* WRITTEN PROBLEM *
Pull out the listing lines from the line with "form [(442, 298)]." up to and including the line with "[(400, 241)]", and reproduce them unchanged.

* INPUT *
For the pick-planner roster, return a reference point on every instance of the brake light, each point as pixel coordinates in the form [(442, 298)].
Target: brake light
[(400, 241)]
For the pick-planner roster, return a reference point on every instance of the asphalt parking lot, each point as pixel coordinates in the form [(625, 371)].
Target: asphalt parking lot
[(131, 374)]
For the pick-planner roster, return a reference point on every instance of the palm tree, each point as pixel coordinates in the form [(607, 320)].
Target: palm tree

...

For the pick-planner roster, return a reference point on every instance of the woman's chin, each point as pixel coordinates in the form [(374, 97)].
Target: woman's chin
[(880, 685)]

* FINISHED ANSWER *
For the pick-planner roster, return a reference point on every instance of the brake light, each point as pixel coordinates in the form [(442, 298)].
Target: brake light
[(400, 241)]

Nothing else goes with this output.